=== Data for processing ===

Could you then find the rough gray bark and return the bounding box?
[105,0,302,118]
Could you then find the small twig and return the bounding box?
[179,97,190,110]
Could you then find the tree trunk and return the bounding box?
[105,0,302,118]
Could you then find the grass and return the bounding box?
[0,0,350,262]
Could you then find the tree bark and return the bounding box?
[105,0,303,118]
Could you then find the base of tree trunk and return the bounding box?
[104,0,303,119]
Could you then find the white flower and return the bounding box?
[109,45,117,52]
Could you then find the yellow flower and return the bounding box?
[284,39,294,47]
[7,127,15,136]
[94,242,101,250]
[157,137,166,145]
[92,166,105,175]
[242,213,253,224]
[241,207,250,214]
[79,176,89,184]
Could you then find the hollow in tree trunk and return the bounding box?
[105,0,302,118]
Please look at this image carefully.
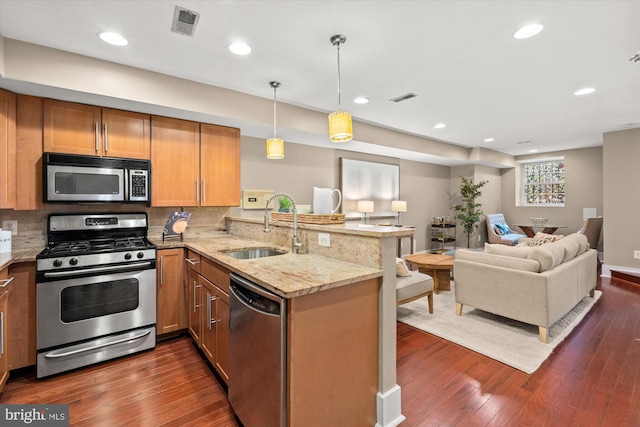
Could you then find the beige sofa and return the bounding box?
[453,234,597,343]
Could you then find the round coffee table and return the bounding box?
[405,254,455,294]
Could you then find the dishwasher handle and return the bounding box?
[229,273,285,316]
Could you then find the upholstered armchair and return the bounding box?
[486,213,527,246]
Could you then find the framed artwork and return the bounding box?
[340,157,400,218]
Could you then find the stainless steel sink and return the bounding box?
[222,248,286,259]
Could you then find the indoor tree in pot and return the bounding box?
[454,176,489,249]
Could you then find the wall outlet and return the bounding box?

===

Return every line of the listing above without any change, omitting the pictures.

Could you then find the rough gray bark and return the bounding box?
[105,0,302,118]
Could you then find the small twig and return the bounding box?
[179,97,190,110]
Could you then find the tree trunk and return the bounding box?
[105,0,302,118]
Could you then find the grass and return the bounding box?
[0,0,350,262]
Could you then find the tree bark and return the bounding box?
[105,0,303,118]
Could you then find the base of tree trunk and return the bounding box?
[104,0,303,119]
Could you then find the white flower and return the bounding box?
[109,45,117,52]
Could you then find the yellow flower and return the bounding box?
[284,39,294,47]
[7,127,15,136]
[94,242,101,250]
[157,137,166,145]
[92,166,105,175]
[242,213,253,224]
[241,207,250,214]
[79,176,89,184]
Could you then find the hollow in tree trunk and return the bounding box?
[105,0,302,118]
Please look at this image carefully.
Could you then find the beige sofa and return the bounding box?
[453,234,597,343]
Could you then find the round coffee table and return the bounding box?
[405,254,455,294]
Could you then find the dishwasher handle and return the bounding box?
[229,273,285,316]
Could you then find the upholstered armchair and return the bounding box?
[486,213,527,246]
Could you then find the framed artwork and return the bounding box?
[340,157,400,218]
Could you then find the stainless steel sink and return the bounding box?
[222,248,286,259]
Could you then find the indoor tree in pot and return the bounding box?
[454,176,489,249]
Could you then find the wall outlet and return the bounding box?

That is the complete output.